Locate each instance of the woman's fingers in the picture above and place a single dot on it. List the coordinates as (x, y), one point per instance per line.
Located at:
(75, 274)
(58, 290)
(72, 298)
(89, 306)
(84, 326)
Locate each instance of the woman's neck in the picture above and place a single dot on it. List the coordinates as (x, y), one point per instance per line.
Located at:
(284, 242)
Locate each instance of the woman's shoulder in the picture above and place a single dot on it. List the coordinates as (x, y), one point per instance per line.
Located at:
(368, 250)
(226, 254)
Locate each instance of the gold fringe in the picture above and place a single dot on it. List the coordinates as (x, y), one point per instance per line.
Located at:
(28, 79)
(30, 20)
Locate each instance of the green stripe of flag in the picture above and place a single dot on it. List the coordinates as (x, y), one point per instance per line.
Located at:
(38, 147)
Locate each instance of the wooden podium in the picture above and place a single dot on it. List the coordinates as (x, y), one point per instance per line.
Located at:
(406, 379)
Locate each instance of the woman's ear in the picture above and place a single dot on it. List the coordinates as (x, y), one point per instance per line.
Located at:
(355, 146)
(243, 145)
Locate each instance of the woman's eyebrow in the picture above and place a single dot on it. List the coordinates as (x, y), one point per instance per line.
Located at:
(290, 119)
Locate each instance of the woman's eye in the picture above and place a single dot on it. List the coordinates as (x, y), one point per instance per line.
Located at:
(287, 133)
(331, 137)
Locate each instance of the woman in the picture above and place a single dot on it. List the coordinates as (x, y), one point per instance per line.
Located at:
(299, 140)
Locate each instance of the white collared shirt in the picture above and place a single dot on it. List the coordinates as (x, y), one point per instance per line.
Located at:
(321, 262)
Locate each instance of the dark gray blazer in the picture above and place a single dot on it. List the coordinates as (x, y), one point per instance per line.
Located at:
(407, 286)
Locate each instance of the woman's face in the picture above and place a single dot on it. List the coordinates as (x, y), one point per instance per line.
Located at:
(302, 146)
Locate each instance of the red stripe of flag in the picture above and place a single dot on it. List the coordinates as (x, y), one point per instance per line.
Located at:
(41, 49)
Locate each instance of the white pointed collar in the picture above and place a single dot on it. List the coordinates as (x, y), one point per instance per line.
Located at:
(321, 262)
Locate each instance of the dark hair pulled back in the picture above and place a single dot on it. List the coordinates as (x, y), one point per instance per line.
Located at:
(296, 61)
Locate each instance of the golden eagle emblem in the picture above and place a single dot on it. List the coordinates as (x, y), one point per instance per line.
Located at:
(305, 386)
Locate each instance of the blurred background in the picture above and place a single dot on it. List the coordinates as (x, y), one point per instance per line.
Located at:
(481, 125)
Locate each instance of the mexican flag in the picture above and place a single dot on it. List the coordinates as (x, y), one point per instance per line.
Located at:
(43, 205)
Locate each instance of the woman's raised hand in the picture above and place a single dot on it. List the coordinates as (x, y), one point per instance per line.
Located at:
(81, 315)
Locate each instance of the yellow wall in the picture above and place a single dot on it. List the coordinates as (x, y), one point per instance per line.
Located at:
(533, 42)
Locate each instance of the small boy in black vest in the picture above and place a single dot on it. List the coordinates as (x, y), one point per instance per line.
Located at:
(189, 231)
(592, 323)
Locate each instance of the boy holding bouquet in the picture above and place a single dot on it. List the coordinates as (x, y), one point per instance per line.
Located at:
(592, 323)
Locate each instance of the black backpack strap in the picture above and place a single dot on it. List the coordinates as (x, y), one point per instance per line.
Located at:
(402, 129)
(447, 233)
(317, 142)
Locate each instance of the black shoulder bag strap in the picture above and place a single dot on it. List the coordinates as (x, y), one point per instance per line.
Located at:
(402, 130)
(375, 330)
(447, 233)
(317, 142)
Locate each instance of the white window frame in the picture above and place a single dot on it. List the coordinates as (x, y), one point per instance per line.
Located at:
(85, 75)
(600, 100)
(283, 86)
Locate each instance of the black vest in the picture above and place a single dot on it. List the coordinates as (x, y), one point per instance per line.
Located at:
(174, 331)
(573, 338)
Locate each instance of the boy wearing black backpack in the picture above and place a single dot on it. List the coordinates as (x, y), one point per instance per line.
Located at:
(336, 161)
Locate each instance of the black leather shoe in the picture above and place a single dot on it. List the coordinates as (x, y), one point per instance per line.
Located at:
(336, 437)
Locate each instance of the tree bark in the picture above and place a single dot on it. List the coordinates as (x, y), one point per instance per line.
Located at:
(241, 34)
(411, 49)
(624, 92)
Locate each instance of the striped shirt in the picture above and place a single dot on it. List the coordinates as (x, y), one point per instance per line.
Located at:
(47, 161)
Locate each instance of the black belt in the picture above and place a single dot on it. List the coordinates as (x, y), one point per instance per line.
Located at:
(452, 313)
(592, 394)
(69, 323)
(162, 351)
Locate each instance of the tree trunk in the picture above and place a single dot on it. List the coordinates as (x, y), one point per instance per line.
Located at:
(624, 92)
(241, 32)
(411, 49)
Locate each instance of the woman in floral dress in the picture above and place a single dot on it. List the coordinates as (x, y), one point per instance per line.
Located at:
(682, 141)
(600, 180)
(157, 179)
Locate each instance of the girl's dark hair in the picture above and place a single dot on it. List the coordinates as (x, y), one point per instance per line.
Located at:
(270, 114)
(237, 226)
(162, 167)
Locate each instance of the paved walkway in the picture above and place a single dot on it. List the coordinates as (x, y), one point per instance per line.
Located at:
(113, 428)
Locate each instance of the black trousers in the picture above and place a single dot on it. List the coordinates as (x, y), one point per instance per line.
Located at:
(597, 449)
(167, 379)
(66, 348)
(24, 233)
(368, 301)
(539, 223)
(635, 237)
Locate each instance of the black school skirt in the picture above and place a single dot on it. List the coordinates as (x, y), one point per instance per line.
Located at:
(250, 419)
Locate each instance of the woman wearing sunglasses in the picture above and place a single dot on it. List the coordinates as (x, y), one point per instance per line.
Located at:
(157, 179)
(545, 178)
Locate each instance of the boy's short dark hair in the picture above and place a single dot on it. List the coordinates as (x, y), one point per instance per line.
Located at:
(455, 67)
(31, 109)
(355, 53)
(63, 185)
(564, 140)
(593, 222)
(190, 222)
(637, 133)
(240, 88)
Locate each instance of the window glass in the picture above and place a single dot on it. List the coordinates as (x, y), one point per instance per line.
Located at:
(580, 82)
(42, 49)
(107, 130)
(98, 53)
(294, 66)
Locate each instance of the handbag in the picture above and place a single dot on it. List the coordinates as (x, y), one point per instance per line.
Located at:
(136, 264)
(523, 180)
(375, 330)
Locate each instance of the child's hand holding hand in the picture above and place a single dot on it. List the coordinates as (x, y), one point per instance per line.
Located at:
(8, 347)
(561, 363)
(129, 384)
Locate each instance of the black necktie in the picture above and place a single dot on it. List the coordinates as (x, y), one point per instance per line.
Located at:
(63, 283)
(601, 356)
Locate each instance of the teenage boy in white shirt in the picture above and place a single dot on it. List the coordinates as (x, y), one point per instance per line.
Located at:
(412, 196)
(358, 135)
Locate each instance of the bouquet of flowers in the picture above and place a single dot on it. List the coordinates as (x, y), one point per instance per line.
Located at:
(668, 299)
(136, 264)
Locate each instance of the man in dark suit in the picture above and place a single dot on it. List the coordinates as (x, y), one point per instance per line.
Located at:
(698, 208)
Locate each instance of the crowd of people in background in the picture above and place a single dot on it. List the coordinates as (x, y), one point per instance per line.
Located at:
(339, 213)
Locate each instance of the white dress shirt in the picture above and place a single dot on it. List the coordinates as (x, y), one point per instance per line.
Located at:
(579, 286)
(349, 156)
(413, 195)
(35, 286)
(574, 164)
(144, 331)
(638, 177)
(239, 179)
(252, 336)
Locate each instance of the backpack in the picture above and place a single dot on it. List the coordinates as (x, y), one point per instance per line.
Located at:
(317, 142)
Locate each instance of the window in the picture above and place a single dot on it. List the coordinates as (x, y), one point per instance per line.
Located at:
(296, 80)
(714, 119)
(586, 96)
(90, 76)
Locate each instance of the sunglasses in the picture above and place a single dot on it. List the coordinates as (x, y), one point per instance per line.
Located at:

Exercise description: Which lines of the data above contain "background"? Copy each one.

Expected answer:
Locate each instance of the blurred background in the picture above and place a single dot on it. List the coordinates as (x, y), one point per instance per line.
Locate each instance of the crowd of people in background in the picture above and place a single dot on it. List the coordinates as (x, y), one point per instance per line.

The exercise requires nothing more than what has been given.